Find every line in the items below that contains the word "Target" and copy each of those lines.

Given information -
-- START --
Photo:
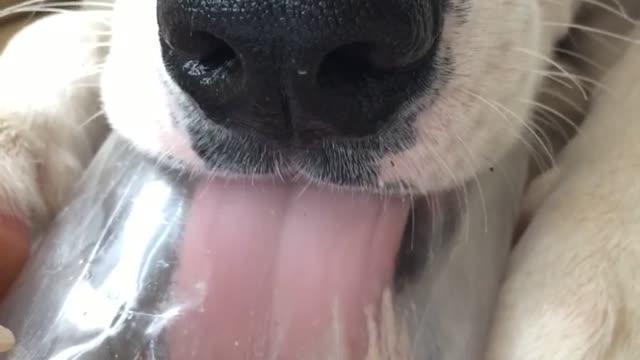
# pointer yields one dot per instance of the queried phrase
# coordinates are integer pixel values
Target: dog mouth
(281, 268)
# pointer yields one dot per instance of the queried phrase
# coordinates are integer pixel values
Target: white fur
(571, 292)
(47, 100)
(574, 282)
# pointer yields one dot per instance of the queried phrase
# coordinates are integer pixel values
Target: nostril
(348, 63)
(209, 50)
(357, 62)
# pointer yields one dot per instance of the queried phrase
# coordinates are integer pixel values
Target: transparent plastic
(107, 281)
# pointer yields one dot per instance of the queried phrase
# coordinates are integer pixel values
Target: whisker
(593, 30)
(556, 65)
-- END --
-- START --
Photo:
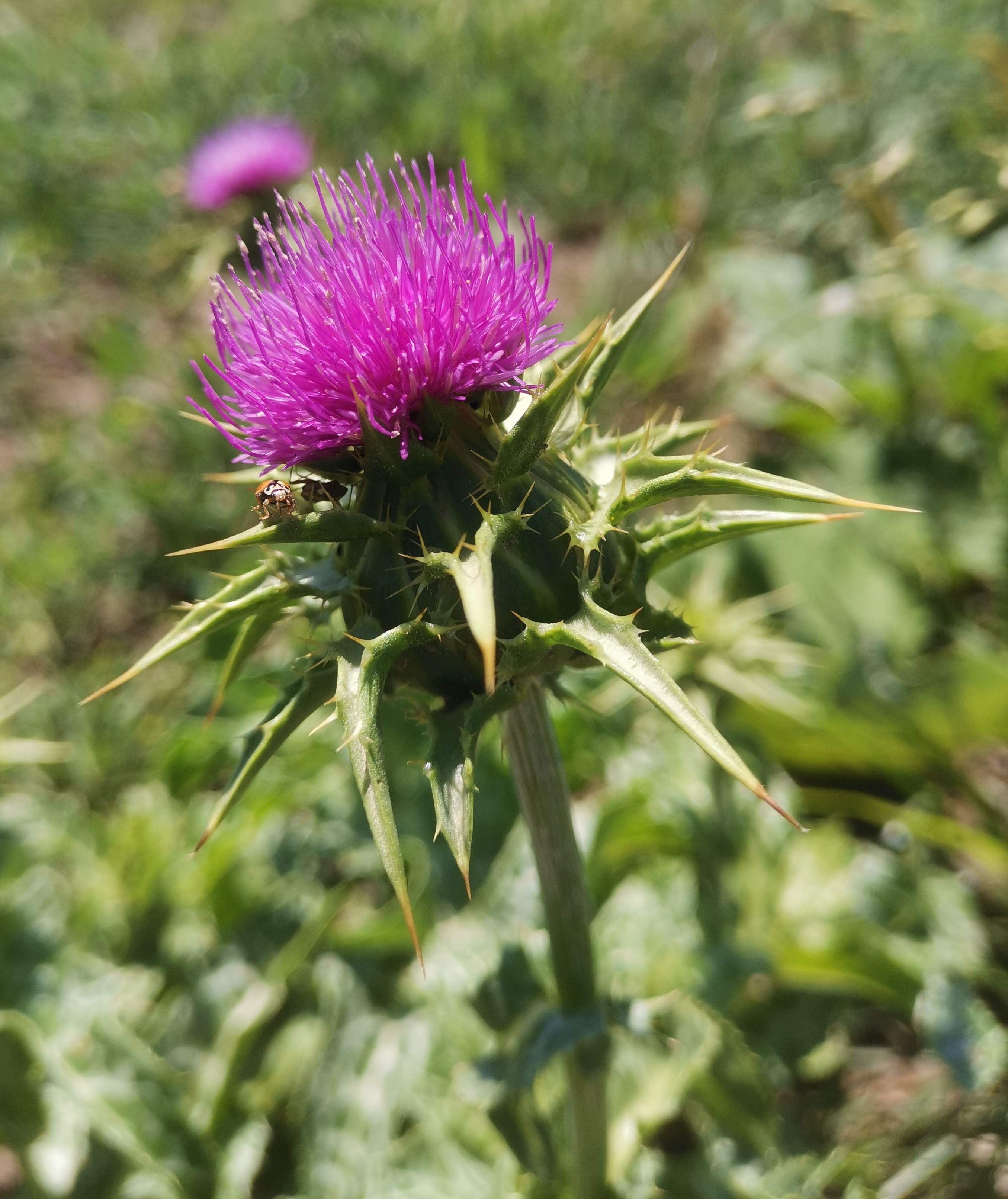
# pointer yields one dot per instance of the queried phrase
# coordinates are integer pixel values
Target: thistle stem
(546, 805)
-- END --
Answer to this task -
Target: dog mouth
Target: white fur
Target: nostril
Target: transparent plastic
Target: whisker
Target: thistle stem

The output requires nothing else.